Task directions:
Retype each record below word for word. Leave the pictures out.

(Point localization data)
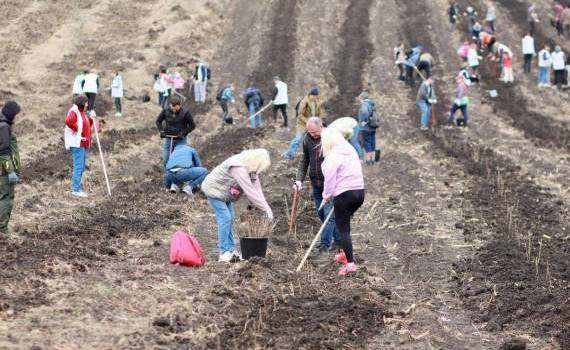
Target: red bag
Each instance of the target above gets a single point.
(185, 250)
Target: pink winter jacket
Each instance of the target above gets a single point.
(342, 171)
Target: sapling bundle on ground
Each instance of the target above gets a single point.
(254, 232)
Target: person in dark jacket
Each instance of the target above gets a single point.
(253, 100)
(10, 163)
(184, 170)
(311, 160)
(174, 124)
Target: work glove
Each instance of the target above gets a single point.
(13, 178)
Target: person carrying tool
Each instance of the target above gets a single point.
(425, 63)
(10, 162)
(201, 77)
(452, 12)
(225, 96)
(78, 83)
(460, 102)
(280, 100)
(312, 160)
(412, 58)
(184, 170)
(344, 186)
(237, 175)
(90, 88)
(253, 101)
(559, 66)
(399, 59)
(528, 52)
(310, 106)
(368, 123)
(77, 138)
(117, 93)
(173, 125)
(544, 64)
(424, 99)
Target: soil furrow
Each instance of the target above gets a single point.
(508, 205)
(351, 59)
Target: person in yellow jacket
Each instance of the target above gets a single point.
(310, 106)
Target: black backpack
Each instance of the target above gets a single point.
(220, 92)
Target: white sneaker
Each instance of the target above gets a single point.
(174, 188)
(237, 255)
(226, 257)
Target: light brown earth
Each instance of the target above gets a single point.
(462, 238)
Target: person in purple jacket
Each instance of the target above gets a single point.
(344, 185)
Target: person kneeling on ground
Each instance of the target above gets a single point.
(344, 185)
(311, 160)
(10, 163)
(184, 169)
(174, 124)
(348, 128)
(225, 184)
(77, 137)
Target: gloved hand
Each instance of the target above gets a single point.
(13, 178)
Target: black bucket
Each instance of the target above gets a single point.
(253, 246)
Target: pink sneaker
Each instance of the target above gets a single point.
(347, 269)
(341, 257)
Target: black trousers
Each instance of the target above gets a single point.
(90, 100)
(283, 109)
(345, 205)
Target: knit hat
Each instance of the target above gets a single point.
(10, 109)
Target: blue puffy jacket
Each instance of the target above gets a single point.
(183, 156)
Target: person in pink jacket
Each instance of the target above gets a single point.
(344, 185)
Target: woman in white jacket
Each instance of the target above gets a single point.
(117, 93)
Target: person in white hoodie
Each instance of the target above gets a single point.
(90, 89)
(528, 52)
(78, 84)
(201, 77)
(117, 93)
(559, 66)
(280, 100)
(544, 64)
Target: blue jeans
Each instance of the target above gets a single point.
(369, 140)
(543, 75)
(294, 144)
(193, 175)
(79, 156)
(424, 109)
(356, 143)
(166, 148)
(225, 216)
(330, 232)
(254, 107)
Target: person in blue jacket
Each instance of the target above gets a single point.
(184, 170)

Response to the exercise:
Target: red bag
Each instance of the target above gets a single point.
(185, 250)
Target: pink winter jacket
Each instance of the target above gets a single point.
(342, 171)
Target: sapling bundle on ground
Each instance of the target above gets a single point.
(254, 232)
Target: person in dark jacket
Each instance of the target above gets a single point.
(253, 100)
(10, 163)
(184, 170)
(311, 160)
(174, 124)
Target: work glove
Each instance of the target above gets a single point.
(13, 178)
Target: person carrying tool
Each instance of the target above gets a single point.
(425, 63)
(10, 162)
(201, 77)
(452, 12)
(225, 96)
(78, 83)
(460, 102)
(280, 100)
(312, 160)
(412, 58)
(184, 170)
(344, 186)
(237, 175)
(90, 88)
(253, 101)
(559, 66)
(399, 59)
(528, 52)
(310, 106)
(368, 123)
(77, 138)
(117, 93)
(173, 125)
(544, 64)
(424, 99)
Target: soil furrow
Each instance of the target above gets a single point.
(508, 205)
(351, 59)
Target: person in yellow jacket
Each instance of the target above gets a single point.
(310, 106)
Target: black backpack
Each instance of the target above gets a single point.
(220, 92)
Target: white sneaker
Each instance of the target above gets a single point.
(174, 188)
(237, 255)
(226, 257)
Target: light brown earth
Each instance of the target above gets a single point.
(462, 238)
Target: person in purple jacket
Each instance of the target above gets a single point.
(344, 185)
Target: person kneeling on ground
Each instance of the target above gets a single point.
(344, 185)
(311, 160)
(10, 163)
(184, 169)
(174, 124)
(348, 128)
(225, 184)
(77, 137)
Target: gloved hand
Each instance of the target above gets a single point.
(13, 178)
Target: black bucket
Each instance of the target above gets a single point.
(253, 246)
Target: pink sneaker
Each instance of the target above gets a single point.
(347, 269)
(341, 257)
Target: black trousers
Each instance of the target above gets a single point.
(90, 100)
(283, 109)
(345, 205)
Target: knit hat
Each instance of the target above gets a single point.
(10, 109)
Target: blue puffy jacket
Each instance of the target above gets a single point.
(183, 156)
Target: person in pink jacket
Each instance of the target above gets a single point.
(344, 185)
Target: woman in white jacket
Each instance of the target above gets a single point.
(117, 93)
Target: person in white hoodie
Each instance of the target above gets a single point.
(90, 89)
(528, 52)
(78, 84)
(201, 77)
(117, 93)
(559, 66)
(280, 100)
(544, 64)
Target: blue jeans
Each instance of the target above gets a single point.
(369, 140)
(543, 75)
(294, 144)
(193, 175)
(79, 156)
(424, 109)
(356, 143)
(166, 148)
(225, 216)
(330, 232)
(254, 107)
Target: person in blue jacket
Each instance of the target above gets a single point.
(184, 170)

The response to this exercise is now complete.